▶ Activity
Among the entries below, one stretch runs from the line that contains "Query: bird's breast" through the line that contains "Query: green leaf". Repeat that stretch exactly, ends included, and only that.

****************************************

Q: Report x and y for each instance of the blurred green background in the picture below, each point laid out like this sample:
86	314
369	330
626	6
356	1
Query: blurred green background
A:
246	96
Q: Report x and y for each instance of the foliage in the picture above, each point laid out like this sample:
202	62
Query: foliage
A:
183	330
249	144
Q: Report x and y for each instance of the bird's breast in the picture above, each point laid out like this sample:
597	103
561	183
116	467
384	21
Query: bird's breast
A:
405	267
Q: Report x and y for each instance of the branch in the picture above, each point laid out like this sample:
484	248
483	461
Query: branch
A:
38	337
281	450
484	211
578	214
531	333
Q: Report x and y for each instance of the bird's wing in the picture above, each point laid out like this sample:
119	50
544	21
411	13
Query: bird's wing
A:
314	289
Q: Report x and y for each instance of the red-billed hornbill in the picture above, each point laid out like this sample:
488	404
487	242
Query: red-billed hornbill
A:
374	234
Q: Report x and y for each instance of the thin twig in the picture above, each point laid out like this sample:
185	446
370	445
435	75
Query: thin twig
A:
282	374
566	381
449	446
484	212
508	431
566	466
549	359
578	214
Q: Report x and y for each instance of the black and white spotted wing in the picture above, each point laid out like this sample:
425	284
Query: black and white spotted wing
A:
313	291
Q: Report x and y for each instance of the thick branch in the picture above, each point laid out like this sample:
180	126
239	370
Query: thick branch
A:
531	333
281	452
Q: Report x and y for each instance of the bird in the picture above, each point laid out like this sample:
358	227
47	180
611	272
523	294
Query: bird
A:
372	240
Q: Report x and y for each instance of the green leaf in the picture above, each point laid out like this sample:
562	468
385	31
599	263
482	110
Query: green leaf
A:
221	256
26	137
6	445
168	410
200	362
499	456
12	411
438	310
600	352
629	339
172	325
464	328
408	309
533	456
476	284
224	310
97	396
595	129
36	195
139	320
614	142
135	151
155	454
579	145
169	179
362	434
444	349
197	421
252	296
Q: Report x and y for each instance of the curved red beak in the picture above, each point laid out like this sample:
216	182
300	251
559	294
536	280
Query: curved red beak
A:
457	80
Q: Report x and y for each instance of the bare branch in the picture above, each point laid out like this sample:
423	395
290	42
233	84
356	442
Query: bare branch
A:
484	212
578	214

****************************************

▶ Answer section
Query: bird's breast
A:
405	267
Q: Report x and y for each instance of the branch in the picture above, each point laid out like this sample:
484	248
483	461
Query: branch
A:
38	337
281	450
484	211
578	214
531	333
Q: Report x and y for each instance of the bird's wing in the picture above, each point laid out like this sample:
119	50
544	21
411	13
Query: bird's wing
A:
314	289
Q: Report x and y for each instance of the red-billed hornbill in the picture above, each point laid out like this sample:
488	404
487	242
Query: red-billed hornbill
A:
374	234
Q: Report x and y for each instance of the thin twig in the picture above, each point laid out like this sample:
185	446
370	445
435	75
Query: thin twig
A:
282	374
566	381
449	446
484	212
508	431
566	466
549	359
578	214
Q: Report x and y for each instance of the black and white spotted wing in the picture above, each point laid out like this sample:
425	284
Query: black and white spotted wing
A:
313	291
Q: Report x and y for each instance of the thick branch in the picture above, each point laid out like this sample:
180	126
239	370
Query: thick branch
A:
531	333
281	452
Q: Report x and y for each instance of the bird in the picture above, each point laid out like this sample:
358	227
47	180
611	272
523	294
Query: bird
A:
372	240
Q: Report x and y for each instance of the green leaf in the picture above, each point laid out like this sample:
562	468
385	31
599	263
482	110
Query: green leaf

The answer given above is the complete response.